Labeled-object pointing entries:
******
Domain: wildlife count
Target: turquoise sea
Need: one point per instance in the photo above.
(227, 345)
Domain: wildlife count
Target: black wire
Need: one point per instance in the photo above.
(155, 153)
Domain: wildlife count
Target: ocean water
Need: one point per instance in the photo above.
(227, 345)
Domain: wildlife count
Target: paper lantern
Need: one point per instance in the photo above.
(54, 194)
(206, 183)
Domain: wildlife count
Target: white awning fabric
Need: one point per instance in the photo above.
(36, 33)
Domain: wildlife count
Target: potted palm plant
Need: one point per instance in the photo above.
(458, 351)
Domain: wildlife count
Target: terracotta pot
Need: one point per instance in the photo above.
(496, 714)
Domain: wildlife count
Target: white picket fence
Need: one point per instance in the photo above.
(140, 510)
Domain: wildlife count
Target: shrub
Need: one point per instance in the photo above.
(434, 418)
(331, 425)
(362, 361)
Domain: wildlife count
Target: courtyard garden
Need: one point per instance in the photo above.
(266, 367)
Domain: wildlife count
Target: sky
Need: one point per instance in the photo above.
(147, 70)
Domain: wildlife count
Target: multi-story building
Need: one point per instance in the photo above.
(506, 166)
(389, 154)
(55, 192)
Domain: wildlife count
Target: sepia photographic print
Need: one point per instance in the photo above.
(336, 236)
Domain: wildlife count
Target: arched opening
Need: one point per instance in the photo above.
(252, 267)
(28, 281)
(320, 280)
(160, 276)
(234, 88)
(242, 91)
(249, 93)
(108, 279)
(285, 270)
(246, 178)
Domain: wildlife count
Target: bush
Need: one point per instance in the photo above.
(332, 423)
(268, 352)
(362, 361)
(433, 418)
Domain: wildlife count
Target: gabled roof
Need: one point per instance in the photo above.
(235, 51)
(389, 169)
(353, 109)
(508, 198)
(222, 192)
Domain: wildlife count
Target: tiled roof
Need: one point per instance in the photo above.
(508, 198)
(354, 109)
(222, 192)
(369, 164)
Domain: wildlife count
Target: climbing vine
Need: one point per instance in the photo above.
******
» **SHORT EXERCISE**: Please pick out and copy every line in the entries above that contains the word "roof". Matching is case-sensitive.

» **OUTPUT BELOW**:
Target: gabled roof
Target: tiled roof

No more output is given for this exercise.